Start ROWS

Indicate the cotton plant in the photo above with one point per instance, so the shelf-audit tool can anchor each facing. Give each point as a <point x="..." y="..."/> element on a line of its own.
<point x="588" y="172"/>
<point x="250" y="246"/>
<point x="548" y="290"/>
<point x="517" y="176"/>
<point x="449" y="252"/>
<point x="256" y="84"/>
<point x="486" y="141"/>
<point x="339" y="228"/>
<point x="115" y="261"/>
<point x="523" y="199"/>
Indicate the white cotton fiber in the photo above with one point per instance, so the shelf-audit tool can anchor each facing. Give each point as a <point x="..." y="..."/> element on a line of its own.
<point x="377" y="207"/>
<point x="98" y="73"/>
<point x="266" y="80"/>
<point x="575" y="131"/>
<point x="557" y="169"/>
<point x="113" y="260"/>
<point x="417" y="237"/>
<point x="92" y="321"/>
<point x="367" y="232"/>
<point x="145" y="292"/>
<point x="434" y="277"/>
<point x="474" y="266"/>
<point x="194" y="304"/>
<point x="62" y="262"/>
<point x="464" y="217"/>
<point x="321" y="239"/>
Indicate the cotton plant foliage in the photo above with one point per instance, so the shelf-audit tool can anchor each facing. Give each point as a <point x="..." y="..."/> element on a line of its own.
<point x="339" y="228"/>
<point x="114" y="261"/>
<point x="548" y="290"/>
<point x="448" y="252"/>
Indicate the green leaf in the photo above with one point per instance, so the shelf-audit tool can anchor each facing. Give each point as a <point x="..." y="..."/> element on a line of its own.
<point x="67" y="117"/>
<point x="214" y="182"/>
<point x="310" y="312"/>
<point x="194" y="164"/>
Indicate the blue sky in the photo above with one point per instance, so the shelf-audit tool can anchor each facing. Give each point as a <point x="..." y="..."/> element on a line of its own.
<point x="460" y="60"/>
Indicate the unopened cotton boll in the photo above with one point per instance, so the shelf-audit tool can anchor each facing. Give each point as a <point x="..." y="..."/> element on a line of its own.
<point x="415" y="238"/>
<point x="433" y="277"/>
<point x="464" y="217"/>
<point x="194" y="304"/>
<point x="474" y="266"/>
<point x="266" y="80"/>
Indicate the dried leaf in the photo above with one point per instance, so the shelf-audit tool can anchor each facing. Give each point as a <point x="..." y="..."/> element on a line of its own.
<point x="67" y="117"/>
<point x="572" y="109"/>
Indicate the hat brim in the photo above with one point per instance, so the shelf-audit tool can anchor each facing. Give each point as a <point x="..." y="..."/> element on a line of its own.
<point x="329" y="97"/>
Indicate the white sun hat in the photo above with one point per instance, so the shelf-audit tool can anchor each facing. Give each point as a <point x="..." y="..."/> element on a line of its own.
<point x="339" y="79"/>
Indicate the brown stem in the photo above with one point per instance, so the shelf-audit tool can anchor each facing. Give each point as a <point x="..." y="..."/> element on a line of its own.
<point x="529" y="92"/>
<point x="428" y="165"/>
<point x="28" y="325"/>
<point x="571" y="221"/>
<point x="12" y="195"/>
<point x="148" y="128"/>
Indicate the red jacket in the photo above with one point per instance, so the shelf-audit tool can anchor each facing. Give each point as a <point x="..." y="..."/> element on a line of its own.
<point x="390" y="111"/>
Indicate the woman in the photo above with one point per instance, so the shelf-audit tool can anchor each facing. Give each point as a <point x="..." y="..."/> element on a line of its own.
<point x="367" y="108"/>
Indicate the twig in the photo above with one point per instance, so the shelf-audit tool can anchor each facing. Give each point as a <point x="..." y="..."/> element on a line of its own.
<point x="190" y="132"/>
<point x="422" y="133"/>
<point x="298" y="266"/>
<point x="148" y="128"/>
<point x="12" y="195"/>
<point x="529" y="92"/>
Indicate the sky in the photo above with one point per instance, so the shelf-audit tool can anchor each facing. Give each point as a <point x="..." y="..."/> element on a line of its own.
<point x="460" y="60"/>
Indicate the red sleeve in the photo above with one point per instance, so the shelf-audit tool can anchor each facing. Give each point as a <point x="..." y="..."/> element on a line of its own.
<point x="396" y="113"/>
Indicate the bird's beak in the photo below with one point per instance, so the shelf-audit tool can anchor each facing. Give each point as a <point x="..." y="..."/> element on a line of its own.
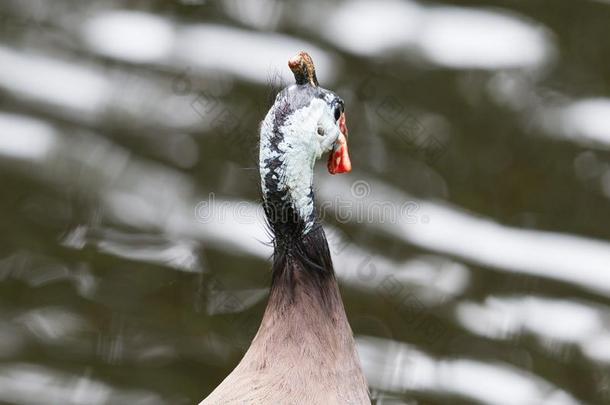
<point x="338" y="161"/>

End ROWS

_AIM:_
Copy out the material word for word, from the line containing "Indicate the bird's" through the end, including both of those ends. Omit the picture.

_RIGHT ANSWER:_
Indicate the bird's beak in the photo below with one point per instance, so the shelf-audit tool can anchor each facing. Give each point as a <point x="..." y="..."/> element on a line of its own.
<point x="338" y="161"/>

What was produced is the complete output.